### Goal
Reproduce exactly the lines below, starting with the line that contains "point: traffic sign" and ending with the last line of the records, both included, and nothing else.

### Available records
####################

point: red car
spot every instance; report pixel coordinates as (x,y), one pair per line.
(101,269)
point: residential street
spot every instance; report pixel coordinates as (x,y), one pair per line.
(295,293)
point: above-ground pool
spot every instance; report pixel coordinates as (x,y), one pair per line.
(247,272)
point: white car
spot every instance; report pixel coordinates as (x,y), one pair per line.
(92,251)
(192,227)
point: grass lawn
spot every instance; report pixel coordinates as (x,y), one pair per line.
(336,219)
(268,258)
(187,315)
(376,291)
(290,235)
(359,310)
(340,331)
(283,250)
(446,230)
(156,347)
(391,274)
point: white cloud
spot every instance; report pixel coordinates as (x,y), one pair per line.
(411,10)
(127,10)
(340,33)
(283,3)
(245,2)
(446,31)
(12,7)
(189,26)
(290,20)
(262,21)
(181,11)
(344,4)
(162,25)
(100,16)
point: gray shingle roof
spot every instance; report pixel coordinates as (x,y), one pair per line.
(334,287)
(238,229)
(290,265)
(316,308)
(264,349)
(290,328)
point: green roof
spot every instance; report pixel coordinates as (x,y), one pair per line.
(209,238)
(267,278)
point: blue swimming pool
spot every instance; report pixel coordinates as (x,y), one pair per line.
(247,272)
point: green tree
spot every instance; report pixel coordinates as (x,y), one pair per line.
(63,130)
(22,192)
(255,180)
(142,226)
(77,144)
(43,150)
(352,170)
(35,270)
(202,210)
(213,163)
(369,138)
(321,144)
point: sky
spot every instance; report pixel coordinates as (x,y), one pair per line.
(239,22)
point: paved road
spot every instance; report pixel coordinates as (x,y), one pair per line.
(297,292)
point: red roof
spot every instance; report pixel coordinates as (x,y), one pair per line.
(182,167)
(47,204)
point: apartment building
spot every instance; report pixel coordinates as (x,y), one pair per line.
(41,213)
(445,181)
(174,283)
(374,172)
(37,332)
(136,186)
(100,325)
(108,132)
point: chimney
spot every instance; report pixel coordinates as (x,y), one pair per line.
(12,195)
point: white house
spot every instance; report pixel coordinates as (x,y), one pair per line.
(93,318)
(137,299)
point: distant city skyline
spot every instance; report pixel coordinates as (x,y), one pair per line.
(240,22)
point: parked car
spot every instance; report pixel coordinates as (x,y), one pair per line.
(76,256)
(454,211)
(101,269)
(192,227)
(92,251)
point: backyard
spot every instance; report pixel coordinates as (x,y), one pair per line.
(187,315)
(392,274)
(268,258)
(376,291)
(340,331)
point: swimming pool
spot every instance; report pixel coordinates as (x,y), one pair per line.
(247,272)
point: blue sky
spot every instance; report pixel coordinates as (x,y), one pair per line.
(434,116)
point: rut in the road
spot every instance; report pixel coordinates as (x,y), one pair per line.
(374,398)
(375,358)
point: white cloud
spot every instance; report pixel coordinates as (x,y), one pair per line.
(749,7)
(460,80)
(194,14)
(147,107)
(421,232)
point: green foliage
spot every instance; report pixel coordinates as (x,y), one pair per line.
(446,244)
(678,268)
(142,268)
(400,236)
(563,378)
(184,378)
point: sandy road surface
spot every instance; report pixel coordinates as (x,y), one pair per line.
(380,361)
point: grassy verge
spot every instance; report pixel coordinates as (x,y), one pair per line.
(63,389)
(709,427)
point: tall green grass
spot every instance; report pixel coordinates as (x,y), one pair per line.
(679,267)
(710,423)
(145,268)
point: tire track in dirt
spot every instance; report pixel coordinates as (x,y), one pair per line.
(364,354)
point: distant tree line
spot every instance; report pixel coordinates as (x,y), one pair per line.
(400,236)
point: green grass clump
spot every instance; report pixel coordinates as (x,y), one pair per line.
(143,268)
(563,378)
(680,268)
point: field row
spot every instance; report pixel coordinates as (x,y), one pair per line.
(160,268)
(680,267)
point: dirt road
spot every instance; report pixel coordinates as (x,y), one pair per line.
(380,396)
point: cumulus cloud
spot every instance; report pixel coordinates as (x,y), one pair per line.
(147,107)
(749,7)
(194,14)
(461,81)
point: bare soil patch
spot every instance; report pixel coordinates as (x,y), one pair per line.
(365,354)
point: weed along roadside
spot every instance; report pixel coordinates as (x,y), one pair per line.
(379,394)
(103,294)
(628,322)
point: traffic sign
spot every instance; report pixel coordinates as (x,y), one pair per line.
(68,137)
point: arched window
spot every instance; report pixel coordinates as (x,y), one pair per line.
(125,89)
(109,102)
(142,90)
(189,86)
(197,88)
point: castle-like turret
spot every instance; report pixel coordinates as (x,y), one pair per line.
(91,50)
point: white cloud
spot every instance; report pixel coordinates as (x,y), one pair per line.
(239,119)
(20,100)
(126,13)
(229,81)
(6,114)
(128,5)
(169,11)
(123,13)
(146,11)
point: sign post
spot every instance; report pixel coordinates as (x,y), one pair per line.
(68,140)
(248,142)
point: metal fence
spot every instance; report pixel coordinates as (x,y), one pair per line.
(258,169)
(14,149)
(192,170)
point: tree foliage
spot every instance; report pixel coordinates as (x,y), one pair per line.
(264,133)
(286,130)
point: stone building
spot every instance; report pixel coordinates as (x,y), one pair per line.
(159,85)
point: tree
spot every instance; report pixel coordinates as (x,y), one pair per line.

####################

### Response
point: traffic sign
spot every instance; report pixel coordinates as (x,y), one pair per line.
(68,137)
point: arched window
spot every instance; report pixel coordinates as (x,y), one pair per line.
(125,89)
(109,102)
(142,90)
(189,86)
(197,88)
point: castle-like turret
spot every instance; report pixel coordinates as (x,y), one pair per line.
(91,50)
point: white cloud
spot every instance; report pixel coordinates as (x,y), one pair per line.
(239,119)
(20,100)
(126,13)
(229,81)
(6,114)
(128,5)
(169,11)
(123,13)
(146,11)
point: sign post
spot every instance; report pixel coordinates as (x,y), one pair per line.
(68,140)
(248,142)
point: metal fence
spot every instance; report pixel coordinates as (x,y), one pair per line.
(258,169)
(14,149)
(192,170)
point: tree foliage
spot every instance; report pixel coordinates as (x,y), one pair per line.
(264,133)
(286,130)
point: stone building
spot every instance; report pixel coordinates as (x,y), one pair per line.
(159,85)
point: tree
spot every instance; report pixel coordinates as (x,y), one pair per line.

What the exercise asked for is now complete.